- Instructions to follow -
Gather every line of the records that contains the string "plant" and copy each one out in full.

- Available records -
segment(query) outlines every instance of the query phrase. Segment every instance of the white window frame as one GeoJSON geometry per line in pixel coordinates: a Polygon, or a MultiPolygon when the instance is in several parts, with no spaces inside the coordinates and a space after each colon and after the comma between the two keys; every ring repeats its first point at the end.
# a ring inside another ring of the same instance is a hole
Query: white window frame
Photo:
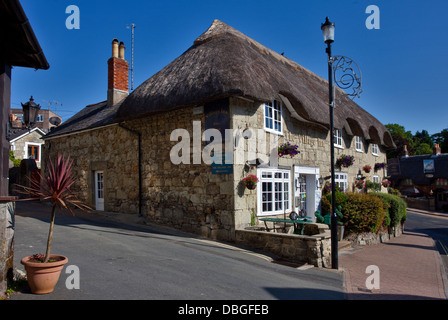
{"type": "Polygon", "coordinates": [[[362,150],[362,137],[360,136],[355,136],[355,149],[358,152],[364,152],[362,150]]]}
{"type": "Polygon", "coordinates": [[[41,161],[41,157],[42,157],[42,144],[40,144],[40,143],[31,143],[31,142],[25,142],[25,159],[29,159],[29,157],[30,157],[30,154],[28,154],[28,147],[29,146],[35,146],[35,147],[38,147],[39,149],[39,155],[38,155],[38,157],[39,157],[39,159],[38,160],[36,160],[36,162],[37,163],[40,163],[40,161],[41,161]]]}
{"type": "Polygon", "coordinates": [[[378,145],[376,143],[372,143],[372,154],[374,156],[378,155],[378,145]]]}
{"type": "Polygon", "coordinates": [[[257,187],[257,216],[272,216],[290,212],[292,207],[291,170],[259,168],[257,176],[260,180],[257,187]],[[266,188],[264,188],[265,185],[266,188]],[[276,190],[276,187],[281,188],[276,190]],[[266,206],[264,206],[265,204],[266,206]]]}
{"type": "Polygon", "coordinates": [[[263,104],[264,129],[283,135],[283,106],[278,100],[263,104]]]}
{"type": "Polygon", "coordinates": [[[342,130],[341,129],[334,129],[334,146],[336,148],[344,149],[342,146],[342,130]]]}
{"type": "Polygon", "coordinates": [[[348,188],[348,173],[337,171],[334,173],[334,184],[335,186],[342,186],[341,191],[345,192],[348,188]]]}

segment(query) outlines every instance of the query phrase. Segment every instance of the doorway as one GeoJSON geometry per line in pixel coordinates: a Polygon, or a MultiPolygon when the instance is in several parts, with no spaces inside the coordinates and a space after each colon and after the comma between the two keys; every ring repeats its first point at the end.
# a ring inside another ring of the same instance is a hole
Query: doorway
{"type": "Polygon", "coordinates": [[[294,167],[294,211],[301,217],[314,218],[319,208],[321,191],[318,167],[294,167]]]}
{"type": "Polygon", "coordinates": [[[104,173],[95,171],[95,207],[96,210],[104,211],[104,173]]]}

--

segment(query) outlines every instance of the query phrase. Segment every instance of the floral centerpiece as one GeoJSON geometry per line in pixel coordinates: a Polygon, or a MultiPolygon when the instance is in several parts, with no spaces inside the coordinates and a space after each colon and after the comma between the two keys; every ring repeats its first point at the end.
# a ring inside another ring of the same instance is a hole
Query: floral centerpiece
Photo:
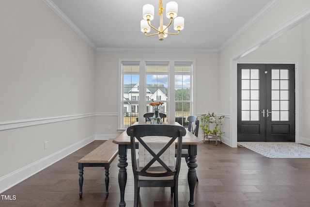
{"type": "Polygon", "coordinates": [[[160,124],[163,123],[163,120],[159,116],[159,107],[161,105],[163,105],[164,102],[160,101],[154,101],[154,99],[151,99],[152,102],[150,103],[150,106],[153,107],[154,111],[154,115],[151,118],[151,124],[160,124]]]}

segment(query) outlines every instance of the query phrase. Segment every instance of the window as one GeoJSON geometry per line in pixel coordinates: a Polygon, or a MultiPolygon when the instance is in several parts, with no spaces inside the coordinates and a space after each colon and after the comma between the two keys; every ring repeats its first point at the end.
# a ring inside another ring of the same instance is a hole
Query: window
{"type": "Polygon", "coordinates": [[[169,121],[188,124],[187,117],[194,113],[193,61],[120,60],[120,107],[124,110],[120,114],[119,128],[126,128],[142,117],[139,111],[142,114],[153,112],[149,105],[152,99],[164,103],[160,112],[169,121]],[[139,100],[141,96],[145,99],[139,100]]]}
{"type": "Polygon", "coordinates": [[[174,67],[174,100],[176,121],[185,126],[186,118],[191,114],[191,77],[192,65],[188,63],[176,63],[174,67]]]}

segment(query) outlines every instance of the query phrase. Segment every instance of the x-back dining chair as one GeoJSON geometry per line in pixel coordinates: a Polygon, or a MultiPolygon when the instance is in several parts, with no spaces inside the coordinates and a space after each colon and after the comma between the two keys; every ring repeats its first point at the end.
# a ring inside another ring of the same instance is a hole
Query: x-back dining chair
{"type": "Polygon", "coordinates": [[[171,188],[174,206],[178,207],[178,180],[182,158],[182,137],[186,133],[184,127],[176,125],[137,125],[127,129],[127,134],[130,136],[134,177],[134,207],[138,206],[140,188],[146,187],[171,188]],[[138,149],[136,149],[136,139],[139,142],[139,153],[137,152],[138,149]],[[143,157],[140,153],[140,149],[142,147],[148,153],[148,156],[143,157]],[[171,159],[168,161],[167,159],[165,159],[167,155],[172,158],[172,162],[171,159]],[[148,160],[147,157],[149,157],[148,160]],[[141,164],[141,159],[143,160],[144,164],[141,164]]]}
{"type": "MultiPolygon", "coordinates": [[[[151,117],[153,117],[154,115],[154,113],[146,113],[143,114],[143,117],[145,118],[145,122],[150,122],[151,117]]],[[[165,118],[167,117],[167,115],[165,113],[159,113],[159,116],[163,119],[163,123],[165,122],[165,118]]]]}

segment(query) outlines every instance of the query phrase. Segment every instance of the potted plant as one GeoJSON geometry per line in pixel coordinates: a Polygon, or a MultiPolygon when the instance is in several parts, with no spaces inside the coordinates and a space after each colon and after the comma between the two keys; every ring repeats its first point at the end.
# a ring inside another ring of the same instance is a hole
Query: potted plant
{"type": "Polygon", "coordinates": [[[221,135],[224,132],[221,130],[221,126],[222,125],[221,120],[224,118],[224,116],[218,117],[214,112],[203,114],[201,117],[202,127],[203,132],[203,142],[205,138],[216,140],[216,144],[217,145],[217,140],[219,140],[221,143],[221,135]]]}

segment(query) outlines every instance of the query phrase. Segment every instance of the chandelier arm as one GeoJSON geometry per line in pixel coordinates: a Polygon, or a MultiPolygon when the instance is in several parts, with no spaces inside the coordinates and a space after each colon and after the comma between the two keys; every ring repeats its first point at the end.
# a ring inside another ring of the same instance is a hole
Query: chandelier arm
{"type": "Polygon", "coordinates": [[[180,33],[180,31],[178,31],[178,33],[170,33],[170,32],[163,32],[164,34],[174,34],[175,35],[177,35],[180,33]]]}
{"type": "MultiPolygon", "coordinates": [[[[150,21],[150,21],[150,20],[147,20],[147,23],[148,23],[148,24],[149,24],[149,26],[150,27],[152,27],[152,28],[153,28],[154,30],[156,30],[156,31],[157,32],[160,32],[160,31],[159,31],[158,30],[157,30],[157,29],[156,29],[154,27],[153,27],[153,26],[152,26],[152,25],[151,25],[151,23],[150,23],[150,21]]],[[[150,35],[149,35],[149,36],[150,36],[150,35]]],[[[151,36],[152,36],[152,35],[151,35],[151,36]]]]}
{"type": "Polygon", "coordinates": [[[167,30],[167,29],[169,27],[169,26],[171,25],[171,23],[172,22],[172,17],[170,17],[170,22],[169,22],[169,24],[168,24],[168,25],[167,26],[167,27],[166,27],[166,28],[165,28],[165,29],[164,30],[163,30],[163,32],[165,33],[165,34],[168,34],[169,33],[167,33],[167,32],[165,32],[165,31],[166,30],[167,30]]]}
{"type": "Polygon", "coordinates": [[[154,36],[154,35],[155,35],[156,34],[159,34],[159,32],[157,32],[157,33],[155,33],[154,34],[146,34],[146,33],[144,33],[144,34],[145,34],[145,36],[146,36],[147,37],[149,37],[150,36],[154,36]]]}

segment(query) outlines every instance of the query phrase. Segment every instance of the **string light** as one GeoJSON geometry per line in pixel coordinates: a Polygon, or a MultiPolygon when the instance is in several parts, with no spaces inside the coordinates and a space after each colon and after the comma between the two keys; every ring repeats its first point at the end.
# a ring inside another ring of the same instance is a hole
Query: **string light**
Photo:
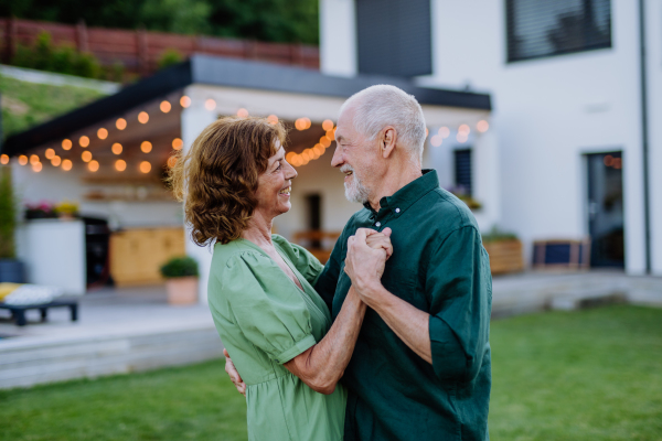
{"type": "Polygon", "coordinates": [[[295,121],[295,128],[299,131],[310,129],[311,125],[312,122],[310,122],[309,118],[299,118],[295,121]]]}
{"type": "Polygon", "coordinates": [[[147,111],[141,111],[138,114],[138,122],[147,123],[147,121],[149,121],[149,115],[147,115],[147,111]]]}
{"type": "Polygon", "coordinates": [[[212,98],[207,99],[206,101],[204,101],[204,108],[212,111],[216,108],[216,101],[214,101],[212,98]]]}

- Exercise output -
segment(query) outlines every instance of the query phrase. Segment every instance of the potted plant as one GeoJSON geometry per line in pixel coordinates: a Polygon, or a MultiPolygon when the instance is in several parts, with no spaces inside the coordinates and a space after each colon and after the comma between the two keys; every ring repeats its first point at the end.
Query: potted plant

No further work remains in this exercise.